Texte à examiner –
________________________________________
WASHINGTON : Des millions de familles américaines qui n'ont pas pu payer leur loyer depuis des mois à cause de la crise, risquent d'être expulsées de leur logement à partir de samedi, alors qu'expire le moratoire qui les protégeait.
Les élus de la Chambre des représentants ont échoué vendredi à se mettre d'accord pour accorder un délai supplémentaire aux locataires en difficulté. Il y a pourtant urgence, d'autant plus que le variant Delta fait de nouveau flamber les cas de Covid-19.
Une commission parlementaire avait proposé d'aller jusqu'au 31 décembre, mais le soutien n'était pas suffisant, y compris dans les rangs démocrates. Un sursis jusqu'au 18 octobre avait alors été offert à la discussion.
"Malheureusement, pas un seul républicain ne soutient cette mesure. (...) Il est extrêmement décevant que les républicains de la Chambre et du Sénat aient refusé de travailler avec nous sur cette question", a déploré vendredi soir la présidente démocrate de la Chambre, Nancy Pelosi, dans un communiqué.
Une source au Congrès a indiqué à l'AFP que l'idée est loin aussi de faire l'unanimité dans les rangs démocrates. "Il s'agit d'une préoccupation de santé publique", avait déclaré plus tôt vendredi Karine Jean-Pierre, porte-parole de la Maison Blanche, lors du point presse quotidien.
Les élus de la Chambre des représentants sont désormais en vacances jusqu'à la fin du mois d'août, et seront suivis par les sénateurs une semaine plus tard, éloignant tout espoir d'un accord rapide.
Dernier moment
Plus de 10 millions de personnes sont en retard sur le paiement de leur loyer, a calculé le CBPP, un institut de recherche indépendant. Et quelque 3,6 millions de locataires estiment qu'ils risquent de se faire expulser dans les deux mois, selon une étude du bureau des statistiques (Census) réalisée début juillet auprès de 51 millions de locataires.
________________________________________
Données fournies –

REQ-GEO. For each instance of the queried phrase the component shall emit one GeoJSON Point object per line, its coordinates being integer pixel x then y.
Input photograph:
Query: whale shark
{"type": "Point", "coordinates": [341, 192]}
________________________________________
Action demandée 1 –
Selon le texte à examiner, jusqu'à quelle date la commission parlementaire avait-elle proposé de prolonger le délai accordé aux locataires ?
Action demandée 2 –
Recopiez à l'identique la partie du texte à examiner qui s'ouvre sur les mots « Une commission parlementaire » et se termine après les mots « point presse quotidien. ».

Résolution du problème 1 –
Jusqu'au 31 décembre.

Résolution du problème 2 –
Une commission parlementaire avait proposé d'aller jusqu'au 31 décembre, mais le soutien n'était pas suffisant, y compris dans les rangs démocrates. Un sursis jusqu'au 18 octobre avait alors été offert à la discussion.
"Malheureusement, pas un seul républicain ne soutient cette mesure. (...) Il est extrêmement décevant que les républicains de la Chambre et du Sénat aient refusé de travailler avec nous sur cette question", a déploré vendredi soir la présidente démocrate de la Chambre, Nancy Pelosi, dans un communiqué.
Une source au Congrès a indiqué à l'AFP que l'idée est loin aussi de faire l'unanimité dans les rangs démocrates. "Il s'agit d'une préoccupation de santé publique", avait déclaré plus tôt vendredi Karine Jean-Pierre, porte-parole de la Maison Blanche, lors du point presse quotidien.